_GIVEN PROBLEM:_
Return every line of the data below that contains the string "Query", copying each one unchanged and in its original order.

_RECORD EXTRACTS:_
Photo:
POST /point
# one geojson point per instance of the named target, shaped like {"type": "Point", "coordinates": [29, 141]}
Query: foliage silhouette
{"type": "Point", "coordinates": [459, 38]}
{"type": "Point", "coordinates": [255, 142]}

* * *

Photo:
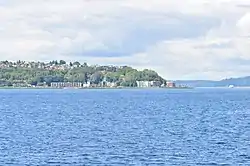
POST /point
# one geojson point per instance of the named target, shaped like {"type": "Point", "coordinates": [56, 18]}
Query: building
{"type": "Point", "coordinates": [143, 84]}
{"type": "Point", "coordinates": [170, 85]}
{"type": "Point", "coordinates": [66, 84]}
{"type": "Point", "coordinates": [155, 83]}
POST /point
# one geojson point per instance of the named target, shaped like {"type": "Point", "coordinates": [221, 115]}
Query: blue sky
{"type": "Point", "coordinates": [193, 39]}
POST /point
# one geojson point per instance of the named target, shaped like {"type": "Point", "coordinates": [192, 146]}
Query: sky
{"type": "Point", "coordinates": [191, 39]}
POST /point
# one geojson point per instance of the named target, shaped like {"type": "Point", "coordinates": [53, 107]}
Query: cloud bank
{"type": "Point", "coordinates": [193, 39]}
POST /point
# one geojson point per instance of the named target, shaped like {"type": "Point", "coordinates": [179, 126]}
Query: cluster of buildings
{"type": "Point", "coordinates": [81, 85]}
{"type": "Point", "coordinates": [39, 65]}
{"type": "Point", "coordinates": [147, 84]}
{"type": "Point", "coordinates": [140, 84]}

* * *

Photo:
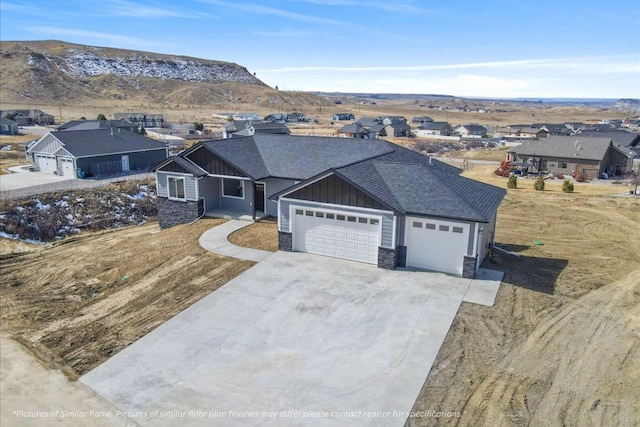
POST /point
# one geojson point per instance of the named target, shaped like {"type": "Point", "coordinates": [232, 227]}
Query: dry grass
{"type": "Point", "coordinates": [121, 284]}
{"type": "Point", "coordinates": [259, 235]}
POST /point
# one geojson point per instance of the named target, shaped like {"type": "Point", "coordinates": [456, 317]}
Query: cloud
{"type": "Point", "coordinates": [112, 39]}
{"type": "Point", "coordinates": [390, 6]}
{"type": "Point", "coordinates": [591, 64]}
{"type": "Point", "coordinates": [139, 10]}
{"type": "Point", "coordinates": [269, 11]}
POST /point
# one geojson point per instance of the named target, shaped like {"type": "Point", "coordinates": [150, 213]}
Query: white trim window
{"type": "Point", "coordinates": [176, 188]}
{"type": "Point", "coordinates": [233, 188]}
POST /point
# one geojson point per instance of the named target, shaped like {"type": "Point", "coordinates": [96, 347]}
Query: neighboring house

_RESULT OF THE TASK:_
Query: foliage silhouette
Query: building
Query: blue sky
Query: sky
Query: cloud bank
Query: cluster of buildings
Query: dry grass
Query: cloud
Query: white trim window
Query: neighboring house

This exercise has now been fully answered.